▸ TASK INSTRUCTIONS: Leave the images out. Give every line below again, precisely.

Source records
------------------------------------------------

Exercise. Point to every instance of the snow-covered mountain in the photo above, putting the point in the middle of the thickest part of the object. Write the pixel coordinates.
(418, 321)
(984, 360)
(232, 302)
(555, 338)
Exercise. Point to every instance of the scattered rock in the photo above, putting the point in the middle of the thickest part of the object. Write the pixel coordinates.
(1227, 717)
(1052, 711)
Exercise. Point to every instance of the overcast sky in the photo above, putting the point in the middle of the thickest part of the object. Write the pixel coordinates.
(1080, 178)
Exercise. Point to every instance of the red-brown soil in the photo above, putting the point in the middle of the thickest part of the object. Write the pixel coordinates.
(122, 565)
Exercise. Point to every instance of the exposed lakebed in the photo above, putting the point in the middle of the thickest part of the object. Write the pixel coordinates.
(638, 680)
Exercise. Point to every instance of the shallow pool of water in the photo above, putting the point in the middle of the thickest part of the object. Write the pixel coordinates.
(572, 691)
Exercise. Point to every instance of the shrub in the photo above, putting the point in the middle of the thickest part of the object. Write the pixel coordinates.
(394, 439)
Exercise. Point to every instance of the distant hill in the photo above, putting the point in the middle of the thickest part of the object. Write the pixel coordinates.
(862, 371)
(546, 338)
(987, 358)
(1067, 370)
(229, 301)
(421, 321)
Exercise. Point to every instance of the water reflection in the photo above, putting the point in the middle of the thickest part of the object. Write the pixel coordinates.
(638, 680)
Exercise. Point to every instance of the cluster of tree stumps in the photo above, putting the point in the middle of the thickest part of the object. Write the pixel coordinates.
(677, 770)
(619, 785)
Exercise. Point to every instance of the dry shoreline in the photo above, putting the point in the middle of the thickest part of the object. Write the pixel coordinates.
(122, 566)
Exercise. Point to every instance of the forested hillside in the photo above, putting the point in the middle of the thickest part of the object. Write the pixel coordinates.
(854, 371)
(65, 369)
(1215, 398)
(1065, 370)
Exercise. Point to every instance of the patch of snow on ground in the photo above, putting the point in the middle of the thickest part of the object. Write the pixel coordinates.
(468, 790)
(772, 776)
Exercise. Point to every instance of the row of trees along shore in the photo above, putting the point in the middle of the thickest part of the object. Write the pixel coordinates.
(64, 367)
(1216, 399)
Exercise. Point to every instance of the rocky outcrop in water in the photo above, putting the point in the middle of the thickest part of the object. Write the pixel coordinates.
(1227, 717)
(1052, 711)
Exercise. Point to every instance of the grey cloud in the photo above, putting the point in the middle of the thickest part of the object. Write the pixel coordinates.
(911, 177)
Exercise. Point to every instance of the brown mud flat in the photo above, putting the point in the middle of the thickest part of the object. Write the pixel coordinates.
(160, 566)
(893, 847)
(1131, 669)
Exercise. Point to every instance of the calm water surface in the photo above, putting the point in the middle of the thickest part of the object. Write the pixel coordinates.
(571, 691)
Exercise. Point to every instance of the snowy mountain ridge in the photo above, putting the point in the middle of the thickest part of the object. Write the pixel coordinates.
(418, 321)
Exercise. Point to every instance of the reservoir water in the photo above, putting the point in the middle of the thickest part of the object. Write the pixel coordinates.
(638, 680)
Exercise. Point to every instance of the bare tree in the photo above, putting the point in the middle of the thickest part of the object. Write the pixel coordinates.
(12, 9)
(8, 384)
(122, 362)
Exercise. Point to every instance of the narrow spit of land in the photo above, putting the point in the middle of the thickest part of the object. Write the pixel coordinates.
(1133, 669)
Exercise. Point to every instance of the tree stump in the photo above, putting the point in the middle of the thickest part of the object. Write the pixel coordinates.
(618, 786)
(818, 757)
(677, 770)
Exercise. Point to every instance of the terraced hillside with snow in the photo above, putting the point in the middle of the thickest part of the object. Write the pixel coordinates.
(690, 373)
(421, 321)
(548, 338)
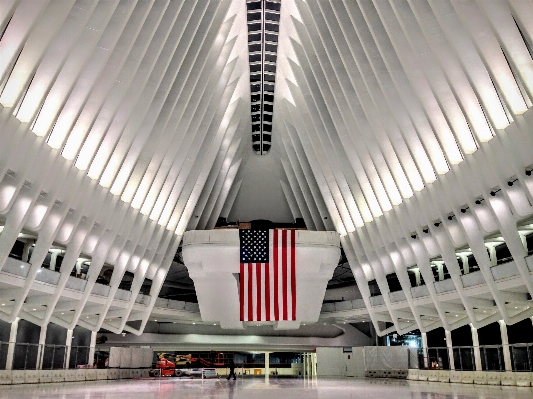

------------------------------------------------

▸ RESULT OF THE EXERCISE:
Exercise. Point to every instance of the snow-covered mountain in the photo above, putting the point in the middle of the thickest part of the object. Write the pixel coordinates.
(418, 321)
(984, 360)
(232, 302)
(555, 338)
Exercise. Point to every instance of the scattered rock in the photo above, putting the point in the middle of the thickest part of the object. Write the pixel coordinates.
(1227, 717)
(1052, 711)
Exercise. Point to every instance of the overcast sky in the photo above, putting the point in the middle of the thickest part of the object. Write the pixel coordinates.
(1080, 178)
Exercise. Point to every instance of the red-brown soil in the photo above, putting the point in the middle of the thickest part of the object. Write the pixel coordinates.
(122, 565)
Exercise. Point to every instance of the exposed lakebed in the photo above, putting the point in the middle of the thickest part of the object. Write the pixel coordinates.
(638, 680)
Exercise. Point to every instance of the shallow pool of water in the photo above, putting the point in the middle of the thickest part of the object. Write the pixel coordinates.
(572, 691)
Exercise. Point to every instance of the shrub in the photo above, putting the point in the middle of the thickest part of the object. Write the pixel coordinates.
(394, 439)
Exercise. Point to every instance of the distant hill in the photo above, putting the point in the middle of the thickest part of the object. Write the pixel coordinates.
(862, 371)
(546, 338)
(987, 358)
(1067, 370)
(229, 301)
(421, 321)
Exercise. Point to every instance of the water reflection in the photo above, putting the point in the middle of the thickest part of the object. Write the pixel coordinates.
(638, 680)
Exercise. Point to every instance of the cluster of tree stumps in the photo above, putting the point in the middle of the thickest part of the object. Write the pixel coordinates.
(677, 770)
(619, 785)
Exercise. Point to every instance of the dry shoreline in the photo above, putting the point in the middle of the thickest part of the object. Write the pixel coordinates.
(122, 566)
Exercise. Point to every instance of the forested hillside in the photo above, putting the point in the middle of the thickest part of the object. Write the pixel coordinates.
(854, 371)
(65, 369)
(1215, 398)
(1065, 370)
Exercise. Point to every instance of the patch of snow on ground in the photo above, putting the point in the middle of the thickest part of the object. Write the pixel coordinates.
(468, 790)
(772, 776)
Exercise. Point to every instance of the row of trees along shore in the photo above, putting the point in the middle of the thickest part of the object. Write the pixel coordinates.
(64, 367)
(1216, 399)
Exercise. Point to every instance of the rocky outcrop in water in the photo above, putting the point in the middle of the thickest part of the object. Write the pixel coordinates.
(1227, 717)
(1052, 711)
Exercise. Point to every instance of the grey cloud in the photo above, putting the point in the middle of the thickest part of the object. Write the pixel coordinates.
(911, 177)
Exercise. Point to every instance of the brown mud flat in the photo above, putting the point in the middle of the thickest part of the object. Write the pixel coordinates.
(160, 566)
(893, 847)
(1131, 669)
Exercise. Point to every instance of the calm water surface in the photo above, putting the point in the middle of the thickest part of the object. Write the pixel coordinates.
(571, 691)
Exercise. Point to every instance of the snowy mountain ridge in the photo above, putting the point in the middle of the thickest part of the object. Write the pixel coordinates.
(418, 321)
Exercise. Point to every instance of the reservoir water in the photo above, putting the point in the middle of the thickest part of the object. Write the pixel coordinates.
(638, 680)
Exercise. Point to every instance of the bare tree in the photo above, putting the point in the middle of the thickest part of the object. Write the pixel coordinates.
(12, 9)
(8, 384)
(122, 362)
Exercise. Point to every instance of the narrow spit of land in the photo above, putting the point in the middle of the thickest part of the object. Write the pixel coordinates.
(1133, 669)
Exercise. Point to every instance of the tree stump in the photo above, putting the point in the middle of the thickest part of the object. Write the pixel coordinates.
(618, 786)
(818, 757)
(677, 770)
Exercise. Point to every instance of the terraced hillside with snow in the photo above, putting the point in the middle of the thickest part of the object. Write the pixel coordinates.
(690, 373)
(421, 321)
(548, 338)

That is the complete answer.